Mais revenons à nos moutons. Avec le budget éducatif dont disposent actuellement les établissements scolaires américains, il semblerait qu’il y ait un paquet d’argent à dépenser en logiciels et en renouvellement de matériel  ! Les économies réalisées par les établissements américains qui utilisent toujours Windows 98 et 2000 Pro, voilà qui à l’évidence est plus rentable qu’embaucher des administrateurs formés à plusieurs systèmes d’exploitation et capables de travailler sur autre chose que Windows, non  ?

Ces administrateurs ne passent quand même pas plus de temps à lutter contre les logiciels malveillants qu’à améliorer l’environnement informatique pour les élèves, non  ? Ah si, au temps pour moi.

Une proposition modeste

Je vais faire une proposition. Et si on permettait aux élèves qui le souhaitent d’apprendre à se servir de Linux, et ce sur leur temps libre  ? Peut-être pourrait-on même en faire une option qui leur vaudrait des points supplémentaires, ce qui serait forcément mieux que de les assommer d’ennui avec des matières en option dont ils se fichent comme d’une guigne.

Cela ne coûterait rien aux établissements, et pour couronner le tout, contribuerait à parfaire les capacités de résolution de problème des élèves.

En outre, je suggère que les enseignants et les techniciens informatique formés par Microsoft se documentent davantage sur Linux avant de porter dessus des jugements hâtifs.

Bien que je reconnaisse volontiers que Linux n’est pas une plateforme accessible à tout le monde, elle est de plus en plus utilisée dans le monde entier, et ceux qui la maîtriseront en plus des systèmes d’exploitation propriétaires seront en bien meilleure position pour réussir sur le marché du travail.

* LIGNES DE DONNÉES *
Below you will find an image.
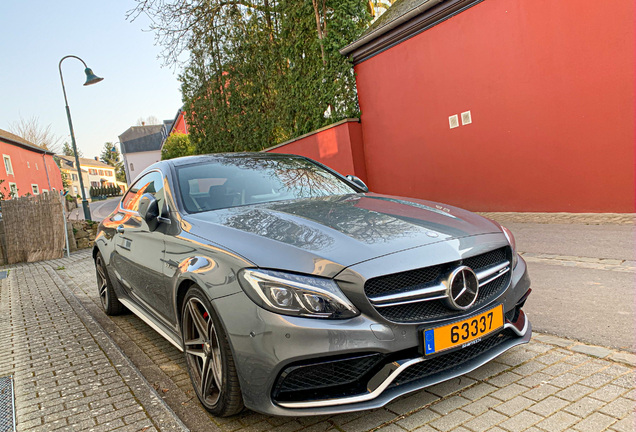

* CONSIGNE *
Traduisez en anglais cette phrase du texte de la page : « Cela ne coûterait rien aux établissements, et pour couronner le tout, contribuerait à parfaire les capacités de résolution de problème des élèves. »

* RÉPONSE *
It would cost the schools nothing, and to top it all off, it would help sharpen the students' problem-solving skills.